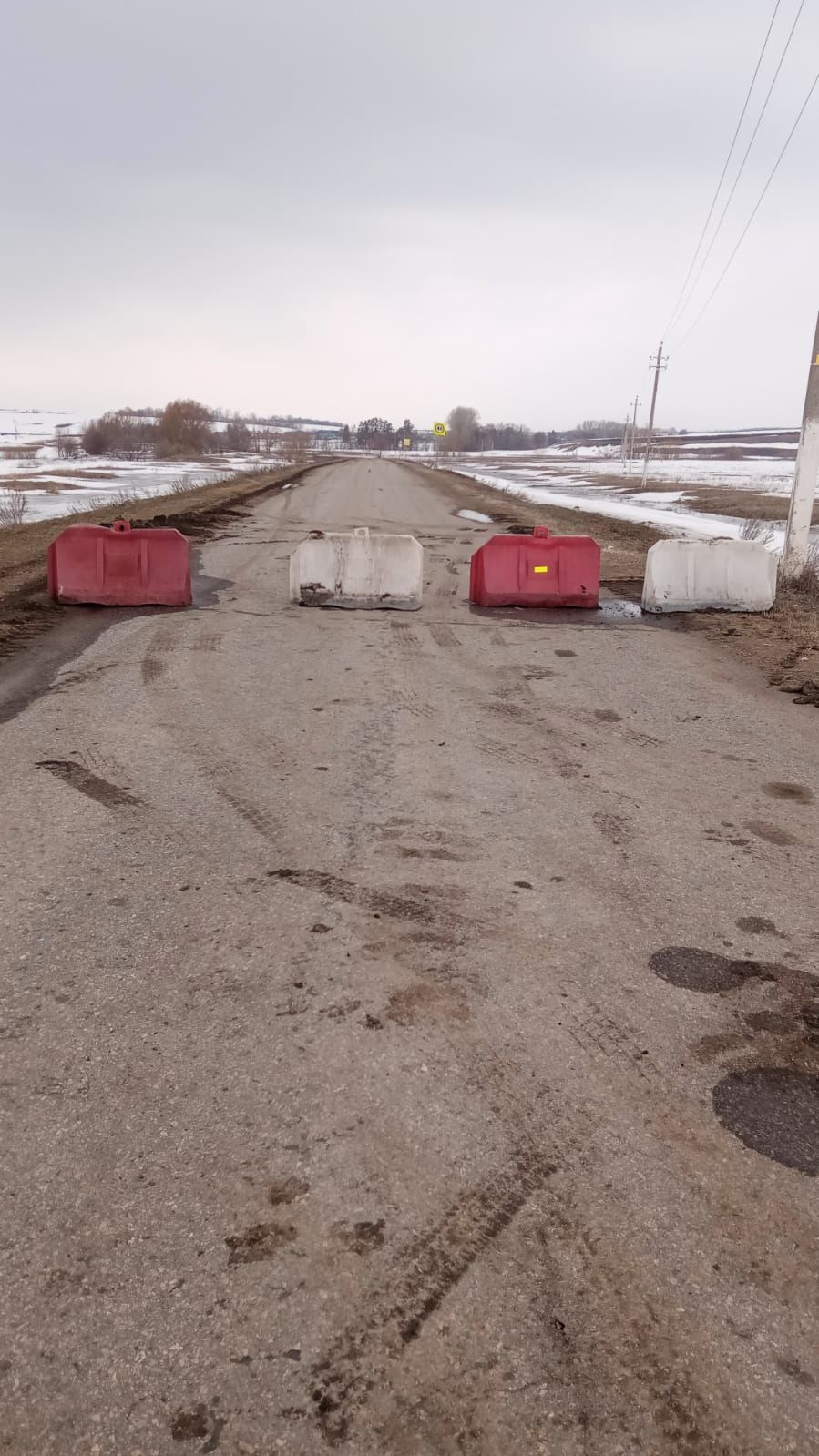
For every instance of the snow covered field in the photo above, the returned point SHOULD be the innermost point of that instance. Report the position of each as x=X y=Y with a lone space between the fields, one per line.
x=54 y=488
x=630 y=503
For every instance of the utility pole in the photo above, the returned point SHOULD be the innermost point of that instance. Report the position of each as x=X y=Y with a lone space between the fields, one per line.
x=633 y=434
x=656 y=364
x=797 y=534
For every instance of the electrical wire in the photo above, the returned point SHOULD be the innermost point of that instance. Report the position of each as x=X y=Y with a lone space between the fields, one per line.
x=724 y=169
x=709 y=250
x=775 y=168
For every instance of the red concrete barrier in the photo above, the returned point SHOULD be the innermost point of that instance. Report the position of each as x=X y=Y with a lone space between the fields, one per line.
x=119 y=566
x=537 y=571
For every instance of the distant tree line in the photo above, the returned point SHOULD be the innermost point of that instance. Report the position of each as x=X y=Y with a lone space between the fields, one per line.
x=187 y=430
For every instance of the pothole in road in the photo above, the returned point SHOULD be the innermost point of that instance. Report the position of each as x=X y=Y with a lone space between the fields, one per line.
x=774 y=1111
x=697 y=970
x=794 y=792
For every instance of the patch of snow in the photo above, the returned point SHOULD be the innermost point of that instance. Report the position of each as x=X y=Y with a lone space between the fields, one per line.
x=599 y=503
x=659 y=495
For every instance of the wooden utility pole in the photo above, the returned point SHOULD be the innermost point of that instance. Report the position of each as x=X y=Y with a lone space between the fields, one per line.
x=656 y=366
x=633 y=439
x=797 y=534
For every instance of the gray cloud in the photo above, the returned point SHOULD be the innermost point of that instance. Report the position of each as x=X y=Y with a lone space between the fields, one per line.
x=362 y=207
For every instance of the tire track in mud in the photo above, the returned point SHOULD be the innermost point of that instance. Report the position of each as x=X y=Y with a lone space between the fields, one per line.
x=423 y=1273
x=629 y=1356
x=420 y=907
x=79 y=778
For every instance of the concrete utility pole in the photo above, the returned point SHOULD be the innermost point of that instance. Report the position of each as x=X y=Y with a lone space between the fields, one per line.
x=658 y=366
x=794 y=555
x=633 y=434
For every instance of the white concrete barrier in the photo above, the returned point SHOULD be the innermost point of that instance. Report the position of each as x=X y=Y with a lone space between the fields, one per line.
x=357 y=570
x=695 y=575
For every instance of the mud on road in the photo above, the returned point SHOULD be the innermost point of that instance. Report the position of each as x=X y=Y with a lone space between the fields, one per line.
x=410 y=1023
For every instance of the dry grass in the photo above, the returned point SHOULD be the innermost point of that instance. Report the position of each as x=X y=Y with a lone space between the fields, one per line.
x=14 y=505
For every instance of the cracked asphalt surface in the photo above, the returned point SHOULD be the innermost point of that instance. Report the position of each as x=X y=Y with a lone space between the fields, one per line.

+--

Could the entries above be retyped exactly, with the pictures left out?

For every instance of the snow covered field in the photo above, the returned point SHOULD be the innermost point of that instance. Report the position of each as x=X y=Y with a lone space between the fields, one per line.
x=54 y=488
x=630 y=503
For every instance of the utility pole in the photo above, the returned point SHOULD be the innermost point of that instance. Report the position of each as x=X y=Y with a lone space between the fields, one per line.
x=633 y=434
x=656 y=364
x=797 y=534
For every instance of the electrical wire in the photo above, the returned point SHOULD be the innermost point of that instance. Report the position of each as x=X y=Y with a lone space between the fields, one per line.
x=724 y=169
x=709 y=250
x=775 y=168
For every instance of the red concrete barrier in the photo above, the returned point SHOULD be the innermost point of that instance. Report the position of each as x=X y=Y with a lone space between the fields, one per line.
x=119 y=566
x=537 y=571
For every instance of the distant tree line in the photo above, the returned point SHOULD be the innermost point of that instance. Report the position of each as x=X y=Y with a lone space between the fields, one per line.
x=187 y=430
For every instance of the pothole in road in the photo above, the returned point SHOULD be the innermost point of that instance. Report the position of each as x=X y=Y with a lone space between the fields, one per line.
x=774 y=1111
x=697 y=970
x=794 y=792
For every instance of the patch of snow in the photo above, the returned point SHOULD be the innermost point of that instance. Report the position of each as x=X y=Y with a lone space between the fields, one per line.
x=599 y=503
x=659 y=495
For every instance of the wooden utility pole in the photo above, the returned point SHOULD be the innermost point of that instance. Report the position of each as x=X y=Y with a lone space between the fields, one per line.
x=656 y=366
x=633 y=439
x=797 y=534
For every instance of the gray cloud in the photo above, the returned point SHOULD be the innermost point of that instance. Report the position of each as x=X y=Y with a lone space between the fields, one per line.
x=362 y=207
For every instance of the tire track in mud in the photo above, the returned point SHOULD be the innermost point of that instance. Report the position of each as x=X y=Y with a lone space between the fields, one per line.
x=423 y=1273
x=629 y=1356
x=420 y=907
x=79 y=778
For every instance of the concrete utility pole in the photo above, the returned point SHOULD be the innermost point of that instance. Report the position of each as x=X y=Y with a lone space between the fields, one per line.
x=658 y=366
x=794 y=555
x=633 y=434
For every instance of the white concrete barrier in the photo above, the returned point SHOULD be the innermost point of that instance. Report the position of each as x=X y=Y with a lone space between the fields, one per line.
x=357 y=570
x=695 y=575
For every instance of the mud on road in the photo above, the returned point SHOULD be the innermost point of that instance. Report the position of each as x=X y=Y with a lone space between the fields, one per line.
x=410 y=1023
For every instance of the dry grass in the photo above, the returned point SHOULD be the innermost point of that instance. Report the position of each as x=X y=Y with a lone space between the fields, one per line.
x=14 y=505
For every instance of the cracked asphalt surface in the photo above, the returned point SHOULD be the innermost point of that instance. Report the position of each as x=X y=Y with a lone space between the fields, one per line.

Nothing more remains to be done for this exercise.